__Reading passage__:

□ □ □

1-on-1 Coaching
Restaurant Manager 1-on-1 Coaching Script: CLEAR Structure for Performance Conversations
Restaurant Manager 1-on-1 Coaching Script: CLEAR Framework
Effective restaurant 1-on-1s use the CLEAR framework—Context, Listen, Expectation, Action, Record—in a 15–20 minute off-floor conversation that ends with same-day documentation. Without a repeatable script, every coaching talk becomes a drive-by expo correction or a vague “fix your attitude” talk that leaves no file entry.
Most restaurant “1-on-1s” are not meetings. They are tense booth conversations after a guest complaint or a five-minute warning that leaves the employee defensive and you drained. You care about development—you promote from within, you remember names, you cover shifts—but without a restaurant manager 1-on-1 coaching script, strong performers miss growth talks and struggling performers get vague warnings.
High-performing teams treat coaching like pre-shift: standardized, brief, and repeatable. The goal is clarity, accountability, and a record—without killing morale or spending an hour per person per week. This article gives you CLEAR, a full script template, and pushback roleplay for when employees deflect.

□ □ □

__Task instructions__:
- A) In the coaching script text, what five words make up the CLEAR framework?
- B) According to the coaching script text, why does a restaurant manager need a repeatable 1-on-1 script?
- C) Duplicate the part of the coaching script text starting at "High-performing teams treat" and ending at "when employees deflect.".
The material after this point has nothing to do with the work here.

□ □ □

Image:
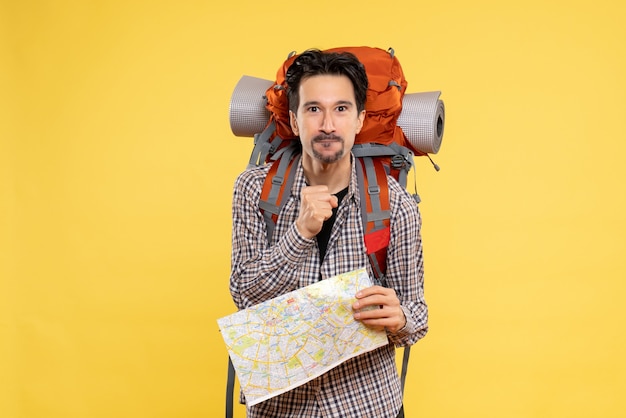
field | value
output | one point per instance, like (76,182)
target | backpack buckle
(373,190)
(398,162)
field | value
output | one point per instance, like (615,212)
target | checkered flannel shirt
(367,385)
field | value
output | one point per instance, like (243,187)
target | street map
(287,341)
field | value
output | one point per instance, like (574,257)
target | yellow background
(116,170)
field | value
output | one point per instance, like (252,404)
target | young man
(319,234)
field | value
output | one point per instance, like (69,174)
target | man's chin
(329,157)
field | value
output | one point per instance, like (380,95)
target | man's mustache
(322,137)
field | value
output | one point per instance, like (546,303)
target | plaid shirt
(364,386)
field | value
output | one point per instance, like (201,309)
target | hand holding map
(287,341)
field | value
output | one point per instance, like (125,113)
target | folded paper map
(287,341)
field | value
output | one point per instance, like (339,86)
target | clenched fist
(316,206)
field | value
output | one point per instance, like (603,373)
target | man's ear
(293,122)
(361,119)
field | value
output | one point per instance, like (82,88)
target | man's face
(327,119)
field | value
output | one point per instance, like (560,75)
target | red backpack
(382,147)
(397,126)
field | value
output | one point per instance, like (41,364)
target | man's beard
(328,159)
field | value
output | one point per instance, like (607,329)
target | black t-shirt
(324,235)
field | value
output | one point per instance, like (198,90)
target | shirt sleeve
(405,266)
(259,271)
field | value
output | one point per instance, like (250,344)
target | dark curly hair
(314,62)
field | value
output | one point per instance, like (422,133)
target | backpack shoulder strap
(375,213)
(277,186)
(374,191)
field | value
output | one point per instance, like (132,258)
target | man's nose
(328,124)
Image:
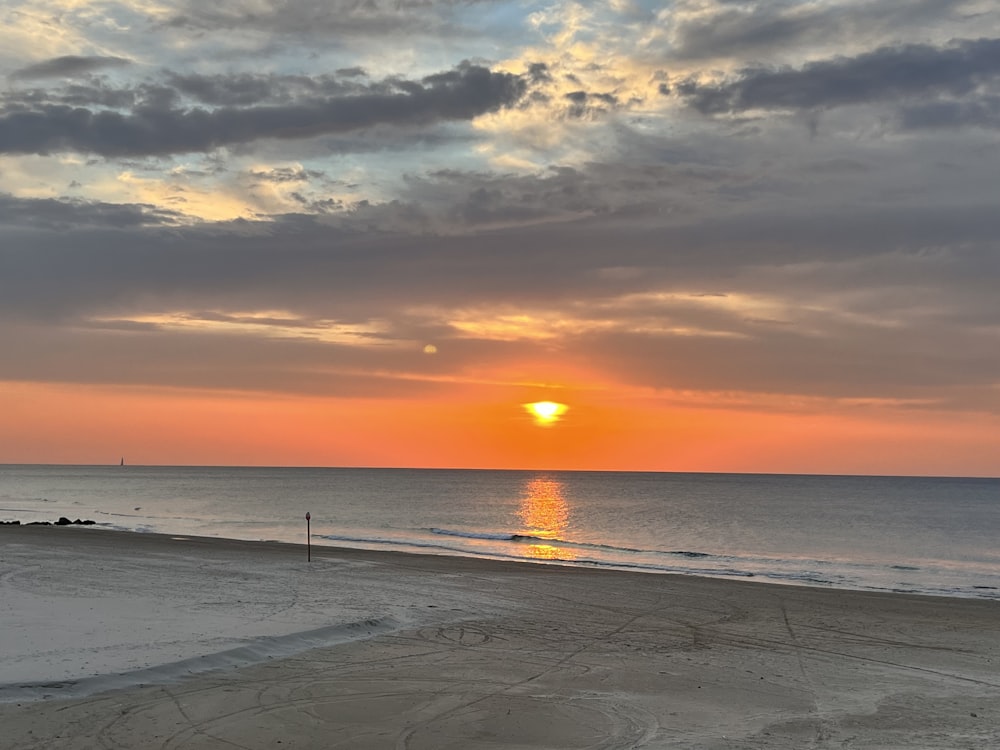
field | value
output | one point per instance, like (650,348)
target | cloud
(887,73)
(345,18)
(68,66)
(160,129)
(780,29)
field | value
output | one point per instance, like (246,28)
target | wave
(557,542)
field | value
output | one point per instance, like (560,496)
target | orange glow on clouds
(479,428)
(546,413)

□ □ □

__Answers below__:
- A) Context, Listen, Expectation, Action, and Record.

- B) Without one, every coaching talk turns into a drive-by expo correction or a vague "fix your attitude" talk that leaves no file entry. Strong performers also miss growth talks, and struggling performers get only vague warnings.

- C)
High-performing teams treat coaching like pre-shift: standardized, brief, and repeatable. The goal is clarity, accountability, and a record—without killing morale or spending an hour per person per week. This article gives you CLEAR, a full script template, and pushback roleplay for when employees deflect.